*Information supplied*.

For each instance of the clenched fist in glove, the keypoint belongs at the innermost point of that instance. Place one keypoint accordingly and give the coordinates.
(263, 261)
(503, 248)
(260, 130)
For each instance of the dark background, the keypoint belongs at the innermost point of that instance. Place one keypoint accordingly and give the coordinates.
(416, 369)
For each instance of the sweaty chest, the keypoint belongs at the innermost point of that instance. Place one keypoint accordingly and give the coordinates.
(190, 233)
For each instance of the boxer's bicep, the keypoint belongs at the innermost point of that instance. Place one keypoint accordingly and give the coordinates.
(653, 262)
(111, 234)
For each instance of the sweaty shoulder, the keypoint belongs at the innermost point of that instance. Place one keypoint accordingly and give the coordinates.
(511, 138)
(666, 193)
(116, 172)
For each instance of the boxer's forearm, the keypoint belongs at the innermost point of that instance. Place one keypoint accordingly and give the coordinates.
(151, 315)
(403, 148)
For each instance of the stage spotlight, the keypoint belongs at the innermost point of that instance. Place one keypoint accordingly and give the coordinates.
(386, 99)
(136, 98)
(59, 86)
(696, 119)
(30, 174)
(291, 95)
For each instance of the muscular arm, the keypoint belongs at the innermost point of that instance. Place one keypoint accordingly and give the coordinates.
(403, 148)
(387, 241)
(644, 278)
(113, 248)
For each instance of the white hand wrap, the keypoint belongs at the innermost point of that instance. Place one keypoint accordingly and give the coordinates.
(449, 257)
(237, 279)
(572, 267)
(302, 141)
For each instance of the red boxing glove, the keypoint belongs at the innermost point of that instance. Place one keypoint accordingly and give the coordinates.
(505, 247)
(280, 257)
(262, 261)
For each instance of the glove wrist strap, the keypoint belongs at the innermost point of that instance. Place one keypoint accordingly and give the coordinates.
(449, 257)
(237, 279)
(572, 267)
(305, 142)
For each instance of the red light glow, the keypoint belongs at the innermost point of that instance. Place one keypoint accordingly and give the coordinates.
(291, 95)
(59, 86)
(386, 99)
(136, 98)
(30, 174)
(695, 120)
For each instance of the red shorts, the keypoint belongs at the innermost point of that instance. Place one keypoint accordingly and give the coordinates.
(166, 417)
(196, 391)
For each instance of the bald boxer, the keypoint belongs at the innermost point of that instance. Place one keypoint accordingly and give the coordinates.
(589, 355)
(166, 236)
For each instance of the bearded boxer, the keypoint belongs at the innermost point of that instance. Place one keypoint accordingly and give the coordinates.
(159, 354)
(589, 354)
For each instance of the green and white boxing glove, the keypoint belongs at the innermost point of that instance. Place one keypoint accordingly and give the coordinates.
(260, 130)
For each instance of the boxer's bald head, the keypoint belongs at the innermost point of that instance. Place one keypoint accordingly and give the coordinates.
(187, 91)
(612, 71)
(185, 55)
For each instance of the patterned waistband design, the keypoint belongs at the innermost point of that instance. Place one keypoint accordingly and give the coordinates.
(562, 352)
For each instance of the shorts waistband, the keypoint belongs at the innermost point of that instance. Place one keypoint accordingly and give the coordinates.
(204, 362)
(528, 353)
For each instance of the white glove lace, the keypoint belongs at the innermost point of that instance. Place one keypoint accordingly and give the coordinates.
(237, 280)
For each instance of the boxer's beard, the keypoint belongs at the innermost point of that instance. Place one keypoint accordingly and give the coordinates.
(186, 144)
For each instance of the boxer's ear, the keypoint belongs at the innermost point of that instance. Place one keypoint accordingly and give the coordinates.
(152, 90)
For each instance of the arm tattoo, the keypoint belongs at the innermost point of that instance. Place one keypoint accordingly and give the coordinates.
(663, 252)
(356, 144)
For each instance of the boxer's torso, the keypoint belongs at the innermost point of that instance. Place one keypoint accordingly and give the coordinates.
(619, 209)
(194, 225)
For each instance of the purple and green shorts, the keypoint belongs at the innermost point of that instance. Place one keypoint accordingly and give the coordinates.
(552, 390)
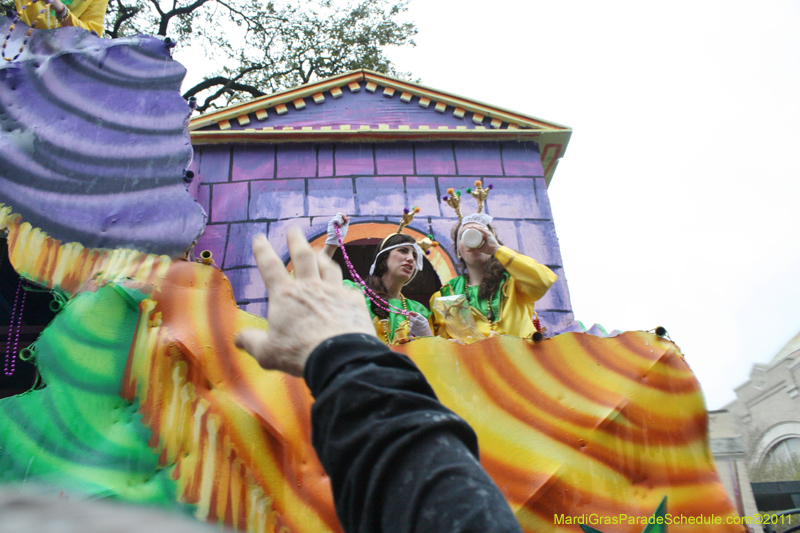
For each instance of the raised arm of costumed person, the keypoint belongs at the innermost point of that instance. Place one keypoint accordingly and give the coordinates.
(397, 260)
(500, 285)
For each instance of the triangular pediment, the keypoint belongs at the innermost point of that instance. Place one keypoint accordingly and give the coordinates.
(366, 106)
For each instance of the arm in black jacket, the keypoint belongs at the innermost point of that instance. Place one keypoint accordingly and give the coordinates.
(398, 459)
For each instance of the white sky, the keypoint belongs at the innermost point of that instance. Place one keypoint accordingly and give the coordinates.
(678, 200)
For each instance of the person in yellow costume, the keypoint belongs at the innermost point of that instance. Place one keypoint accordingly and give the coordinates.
(500, 285)
(86, 14)
(396, 262)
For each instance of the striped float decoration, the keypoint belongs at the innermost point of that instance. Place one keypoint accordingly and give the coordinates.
(573, 425)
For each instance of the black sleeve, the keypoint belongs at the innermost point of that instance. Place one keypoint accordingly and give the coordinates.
(398, 459)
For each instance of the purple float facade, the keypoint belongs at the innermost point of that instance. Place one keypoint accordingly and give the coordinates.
(266, 186)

*Goal*. Return the entries unchanged, save for the pictures, which do not belong in the copy.

*The response*.
For each instance of the clenched fist in glove, the keypoint belongs at the innermost point of that instance. Place one keypoint accordingly and give the coordinates.
(263, 261)
(503, 248)
(260, 130)
For each instance of the dark background, the keypoint belongs at the innermost point of that instance. Place one keypoint accordingly and give the coordinates.
(416, 369)
For each instance of the sweaty chest, the keypoint belongs at the innermost point of that instance. Place one keypoint accordingly and give the coordinates.
(190, 233)
For each instance of the boxer's bicep, the keypoint belongs at the innermost point of that instance. Place one keypoint accordingly and give the coordinates.
(653, 262)
(111, 234)
For each instance of the sweaty shoulder, the keypoint belongs at the innermost point of that instance. Place one keypoint accordingly and give the coordinates.
(511, 138)
(666, 193)
(116, 172)
For each instance of the boxer's forearm, the keypoint belongs at the innermost point of that instance. Place one keypoint accordingly and give the coordinates.
(151, 315)
(403, 148)
For each instance of the stage spotlight, the keypoint belongs at the innermost point of that instance. Place one keypoint accordingly and give the coordinates.
(386, 99)
(136, 98)
(59, 86)
(696, 119)
(30, 174)
(291, 95)
For each instance of the muscular arm, the keypoint belongs at the innermost point of that instance. Place one keypoint accordingly and give the coordinates.
(403, 148)
(387, 241)
(644, 278)
(113, 248)
For each instance of the white hand wrap, the keypoint belongs at the innermost point of that instance. Place one keypoint accordingly and give the coordinates.
(449, 257)
(237, 279)
(572, 267)
(302, 141)
For each instance of the red boxing glove, the keypoint belongs at the innermost point of that instance. Place one keypoint accordingly and give the coordinates.
(505, 247)
(280, 257)
(262, 261)
For each instance of the glove wrist strap, the keypoint belongs at the innermost point of that instance. Place one keypoint accordingly and give the coordinates.
(449, 257)
(237, 279)
(572, 267)
(305, 142)
For each instance of the red light glow, the keypoint belongs at the innermost point of that instance. Place one keypoint accordingly and give the coordinates.
(291, 95)
(59, 86)
(386, 99)
(136, 98)
(30, 174)
(695, 120)
For each instance of the red shorts, the keypoint belongs at the innermost point of that instance. Place one keypoint accordingly and give the coordinates.
(166, 417)
(196, 391)
For each instance of the bald boxer, the keypoint belongs at the innermost point of that instance. Place one keypoint accordingly and give the coordinates.
(589, 355)
(166, 236)
For each instance of the bearded boxer, the keypoint belongs at the innermost point of that instance. Place one keypoint accordingly and give the coordinates.
(159, 354)
(589, 354)
For each instance of the green and white boxing glove, the keypoint belongs at the innermost point of that instance. Place one keypoint accordingly and give the coordinates.
(260, 130)
For each instance of the boxer's bald head, the keypoint belongs at the innermost point of that instance. Place one keypoint accordingly and give the coordinates.
(187, 91)
(612, 71)
(185, 55)
For each instance of the patterned waistband design, the keypoint belongs at the innermost point of that instance. Place one keypoint accordingly and give the coordinates.
(562, 352)
For each instance of the shorts waistband, the keypoint belongs at the innermost point of that instance. Place one keypoint accordingly and give the coordinates.
(204, 362)
(528, 353)
For each instance of the white glove lace, the keypoint belongs at the innermost point of that instance. Place one keypoint accordingly and give the coordinates.
(237, 280)
For each instance of the boxer's beard, the keypoint belongs at the innermost point of that instance. Place one keypoint accordingly and give the coordinates.
(186, 144)
For each instance of the boxer's ear, the keypoint belongs at the innermost point of that instance. Place one keypoint accordingly and give the coordinates.
(152, 90)
For each instance of the arm tattoo, the keypoint belongs at the innermost point of that instance. Place one keypoint accordingly and give the coordinates.
(663, 252)
(356, 144)
For each instance of the boxer's torso, the keypoint belongs at the innermost point of that instance. Place one keypoint accordingly and give the coordinates.
(619, 209)
(194, 225)
For each instance of the purple and green shorts, the keypoint belongs at the innermost point of that instance. Place one keypoint accordingly and give the coordinates.
(552, 390)
For each instance of the raised arm of costumed person, the keypoint belongs at the innermost point of that instance. Place one keypoint accordingly and give the coordinates.
(397, 260)
(500, 285)
For each instance of the triangular pediment, the keypoint belongs at the innermost point of that instance. Place one keypoint accordingly and give the coordinates.
(366, 106)
For each instance of the arm in black jacket, the keypoint belongs at the innermost point of that instance. Place one keypoint accordingly and give the coordinates.
(398, 459)
For each instance of the white sky, the keypoint belongs at the innermost point of that instance. Place one keypoint accordingly and give the coordinates.
(678, 200)
For each instance of the person in yellow costume, the keypoint belongs at the innermost point of that instance. Place one keypoint accordingly and give the coordinates.
(500, 285)
(86, 14)
(396, 262)
For each instance of the striped float decoration, the keypoint belongs at the innermost point of that instance. Place one keypoint accordingly and give the coordinates.
(573, 425)
For each instance of the black sleeve, the keypoint belongs at the innermost point of that instance. Place one keypoint accordingly and give the coordinates.
(398, 459)
For each instance of the purple float facade, the keypoint belongs at the innermost point of that instance. Place one keypoint accordingly and give the coordinates.
(266, 186)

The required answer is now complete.